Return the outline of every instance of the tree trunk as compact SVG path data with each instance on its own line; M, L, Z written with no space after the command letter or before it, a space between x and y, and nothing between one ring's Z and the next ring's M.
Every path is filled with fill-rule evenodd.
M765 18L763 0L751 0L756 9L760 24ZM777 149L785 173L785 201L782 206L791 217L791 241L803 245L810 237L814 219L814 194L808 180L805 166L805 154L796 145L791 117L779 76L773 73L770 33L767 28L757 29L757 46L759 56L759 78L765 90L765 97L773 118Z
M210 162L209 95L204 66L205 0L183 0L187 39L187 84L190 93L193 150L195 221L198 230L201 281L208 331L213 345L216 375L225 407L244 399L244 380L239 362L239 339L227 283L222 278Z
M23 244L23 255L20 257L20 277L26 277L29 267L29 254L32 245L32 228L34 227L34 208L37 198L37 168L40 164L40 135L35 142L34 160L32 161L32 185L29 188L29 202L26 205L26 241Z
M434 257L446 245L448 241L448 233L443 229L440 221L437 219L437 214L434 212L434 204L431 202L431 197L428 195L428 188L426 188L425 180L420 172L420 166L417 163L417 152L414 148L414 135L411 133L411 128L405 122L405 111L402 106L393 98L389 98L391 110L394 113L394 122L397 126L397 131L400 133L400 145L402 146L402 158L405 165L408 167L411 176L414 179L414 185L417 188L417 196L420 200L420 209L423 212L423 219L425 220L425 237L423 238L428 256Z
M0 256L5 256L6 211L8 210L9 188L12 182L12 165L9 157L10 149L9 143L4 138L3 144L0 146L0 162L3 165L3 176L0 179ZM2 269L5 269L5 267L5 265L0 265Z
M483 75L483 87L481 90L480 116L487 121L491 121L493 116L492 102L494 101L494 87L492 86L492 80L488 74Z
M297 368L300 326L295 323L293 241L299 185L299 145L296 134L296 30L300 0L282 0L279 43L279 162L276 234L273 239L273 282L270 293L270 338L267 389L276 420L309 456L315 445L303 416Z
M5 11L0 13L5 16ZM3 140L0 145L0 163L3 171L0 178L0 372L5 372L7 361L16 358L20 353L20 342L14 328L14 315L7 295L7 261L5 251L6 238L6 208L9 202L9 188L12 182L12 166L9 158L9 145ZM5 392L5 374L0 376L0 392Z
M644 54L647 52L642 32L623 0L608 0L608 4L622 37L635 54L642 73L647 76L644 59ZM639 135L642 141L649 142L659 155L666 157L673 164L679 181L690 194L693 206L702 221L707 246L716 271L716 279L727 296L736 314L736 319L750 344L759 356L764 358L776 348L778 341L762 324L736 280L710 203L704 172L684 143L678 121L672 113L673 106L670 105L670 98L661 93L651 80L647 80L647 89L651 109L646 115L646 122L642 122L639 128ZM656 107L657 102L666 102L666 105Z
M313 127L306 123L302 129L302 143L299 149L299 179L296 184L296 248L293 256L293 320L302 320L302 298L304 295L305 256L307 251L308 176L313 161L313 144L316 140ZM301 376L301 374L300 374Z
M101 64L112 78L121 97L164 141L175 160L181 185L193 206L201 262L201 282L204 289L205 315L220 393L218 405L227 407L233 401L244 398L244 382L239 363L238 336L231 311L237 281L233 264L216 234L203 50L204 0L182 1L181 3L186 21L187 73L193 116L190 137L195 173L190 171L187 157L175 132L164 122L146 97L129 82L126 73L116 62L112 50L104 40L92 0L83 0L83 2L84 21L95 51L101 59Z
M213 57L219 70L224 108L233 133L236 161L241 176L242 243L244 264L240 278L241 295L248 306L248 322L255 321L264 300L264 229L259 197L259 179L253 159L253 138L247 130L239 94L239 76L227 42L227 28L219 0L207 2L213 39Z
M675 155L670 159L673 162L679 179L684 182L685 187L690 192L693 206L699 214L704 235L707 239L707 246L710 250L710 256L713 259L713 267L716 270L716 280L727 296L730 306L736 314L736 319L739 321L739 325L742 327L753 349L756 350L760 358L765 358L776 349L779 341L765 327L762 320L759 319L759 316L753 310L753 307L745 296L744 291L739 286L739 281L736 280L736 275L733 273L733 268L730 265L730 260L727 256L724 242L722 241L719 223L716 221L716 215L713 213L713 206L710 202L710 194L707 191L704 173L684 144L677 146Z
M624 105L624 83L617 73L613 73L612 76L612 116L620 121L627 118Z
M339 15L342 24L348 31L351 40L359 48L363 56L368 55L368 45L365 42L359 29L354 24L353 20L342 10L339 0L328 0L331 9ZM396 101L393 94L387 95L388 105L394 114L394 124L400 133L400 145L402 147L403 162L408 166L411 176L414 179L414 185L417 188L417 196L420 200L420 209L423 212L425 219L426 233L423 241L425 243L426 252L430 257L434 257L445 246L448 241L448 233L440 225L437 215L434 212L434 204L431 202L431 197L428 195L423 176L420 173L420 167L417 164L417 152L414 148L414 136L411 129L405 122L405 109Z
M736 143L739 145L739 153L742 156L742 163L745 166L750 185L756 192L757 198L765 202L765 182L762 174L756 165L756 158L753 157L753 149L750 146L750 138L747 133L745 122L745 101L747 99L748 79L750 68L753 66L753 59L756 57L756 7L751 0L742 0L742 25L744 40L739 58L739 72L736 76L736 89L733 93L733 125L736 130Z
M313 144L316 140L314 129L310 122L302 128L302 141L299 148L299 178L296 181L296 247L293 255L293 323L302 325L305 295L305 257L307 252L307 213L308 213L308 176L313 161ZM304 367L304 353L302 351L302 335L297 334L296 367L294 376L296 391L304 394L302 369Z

###

▸ **What the exercise asks**:
Write all the entries out again exactly as they are.

▸ **Response below**:
Return the outline of every instance of the tree trunk as compact SVG path data with each instance on its own line; M, L, Z written with no space after the command letter or before it, a space between x and y, and nothing between one ring's Z and the next ring's M.
Every path is filled with fill-rule evenodd.
M765 18L763 0L751 0L756 9L760 24ZM777 149L785 173L785 201L782 206L791 217L791 241L803 245L810 237L814 219L814 194L808 180L805 166L805 154L796 145L791 117L779 76L773 73L770 33L767 28L757 29L757 46L759 56L759 78L765 90L765 97L773 118Z
M210 162L209 95L204 66L205 0L183 0L187 39L187 84L190 93L193 150L195 221L198 230L201 281L208 331L213 345L216 375L225 407L244 399L244 380L239 362L239 339L227 283L222 278Z
M23 244L23 255L20 257L20 277L26 277L29 267L29 254L32 245L32 228L34 227L34 208L37 198L37 168L40 164L40 135L35 142L34 160L32 161L32 185L29 188L29 202L26 205L26 241Z
M434 257L446 245L448 241L448 233L443 229L440 221L437 219L437 214L434 212L434 204L431 202L431 197L428 195L428 188L426 188L425 180L420 172L420 166L417 163L417 152L414 148L414 135L411 133L411 128L405 122L405 111L402 106L393 98L389 98L391 110L394 113L394 122L397 126L397 131L400 133L400 145L402 146L402 158L405 165L408 167L411 176L414 179L414 185L417 188L417 196L420 200L420 209L423 212L423 219L425 220L425 237L423 238L428 256Z
M0 256L5 256L6 211L8 210L9 188L12 182L12 165L9 157L10 149L9 143L4 138L3 144L0 146L0 162L3 165L3 176L0 179ZM2 269L5 269L5 267L5 265L0 265Z
M483 75L483 87L481 90L480 116L487 121L491 121L493 116L492 102L494 101L494 87L492 86L492 80L488 74Z
M297 368L300 326L295 323L293 241L299 185L299 145L296 134L296 30L300 0L282 0L279 43L279 162L276 234L273 239L273 282L270 293L270 338L267 389L276 420L309 456L315 445L303 416Z
M5 11L0 13L5 16ZM3 140L0 145L0 163L3 171L0 178L0 372L5 372L7 361L16 358L20 353L20 342L14 328L14 315L7 295L7 261L5 251L6 238L6 208L9 202L9 188L12 182L12 166L9 158L9 145ZM5 392L5 374L0 376L0 392Z
M644 54L647 52L642 32L623 0L608 0L608 4L622 37L635 54L642 73L647 76L644 59ZM639 135L642 141L649 142L659 155L666 157L673 164L679 181L690 194L693 206L702 221L707 246L716 271L716 279L727 296L736 314L736 319L750 344L759 356L764 358L776 348L778 341L762 324L736 280L710 203L704 172L684 143L678 121L672 113L673 106L670 105L670 98L661 93L651 80L647 80L647 89L651 109L646 115L646 122L642 122L639 128ZM656 107L657 102L666 102L666 105Z
M313 127L306 123L302 129L302 143L299 149L299 179L296 184L296 248L293 256L293 320L302 320L302 298L304 295L305 256L307 251L308 176L313 161L313 144L316 140ZM301 376L301 374L300 374Z
M101 64L112 78L121 97L164 141L175 160L181 185L193 206L201 262L201 282L204 289L205 315L220 393L218 405L227 407L233 401L244 398L244 382L239 363L238 336L231 311L237 281L233 264L216 234L203 50L204 0L182 1L181 3L186 21L187 73L193 116L190 137L195 173L190 171L187 157L175 132L164 122L146 97L129 82L126 73L116 62L112 50L104 40L92 0L83 0L83 2L84 21L95 51L101 59Z
M213 57L219 70L224 108L233 133L236 161L241 176L242 243L244 264L240 278L241 295L248 306L248 322L255 321L264 300L264 229L259 197L259 179L253 159L253 138L247 130L239 94L239 76L227 42L227 28L219 0L207 2L213 39Z
M675 155L670 159L673 162L679 179L684 182L685 187L690 192L693 206L699 214L704 235L707 239L707 246L710 250L710 256L713 259L713 267L716 270L716 280L727 296L730 306L736 314L736 319L739 321L739 325L742 327L753 349L756 350L760 358L765 358L776 349L779 341L765 327L762 320L759 319L759 316L753 310L753 307L745 296L744 291L739 286L739 281L736 280L736 275L733 273L733 268L730 265L730 260L727 256L724 242L722 241L719 223L716 221L716 215L713 213L713 206L710 202L710 194L707 191L704 173L684 144L677 146Z
M624 105L624 83L617 73L613 73L612 76L612 116L620 121L627 118Z
M339 15L342 24L348 31L351 40L359 48L363 56L368 55L368 45L365 42L359 29L354 24L353 20L342 10L339 0L328 0L331 9ZM396 101L393 94L387 95L388 105L394 114L394 124L400 133L400 145L402 147L403 162L408 166L411 176L414 179L414 185L417 188L417 196L420 200L420 209L423 212L425 219L426 233L423 241L425 243L426 252L430 257L434 257L445 246L448 241L448 233L440 225L437 215L434 212L434 204L431 202L431 197L428 195L423 176L420 173L420 167L417 164L417 152L414 148L414 136L411 129L405 122L405 109Z
M736 143L739 145L739 153L742 156L742 163L745 166L750 185L756 192L757 198L765 202L765 182L762 174L756 165L756 158L753 157L753 149L750 146L750 138L747 133L745 122L745 101L747 99L748 79L750 68L753 66L753 59L756 57L756 7L751 0L742 0L742 25L744 40L739 58L739 72L736 76L736 89L733 93L733 125L736 130Z
M313 144L316 140L314 129L310 122L302 128L302 141L299 148L299 178L296 181L296 247L293 255L293 323L302 325L305 295L305 257L307 252L307 213L308 213L308 176L313 161ZM304 367L304 353L302 351L302 335L297 334L296 367L294 376L296 391L304 394L302 369Z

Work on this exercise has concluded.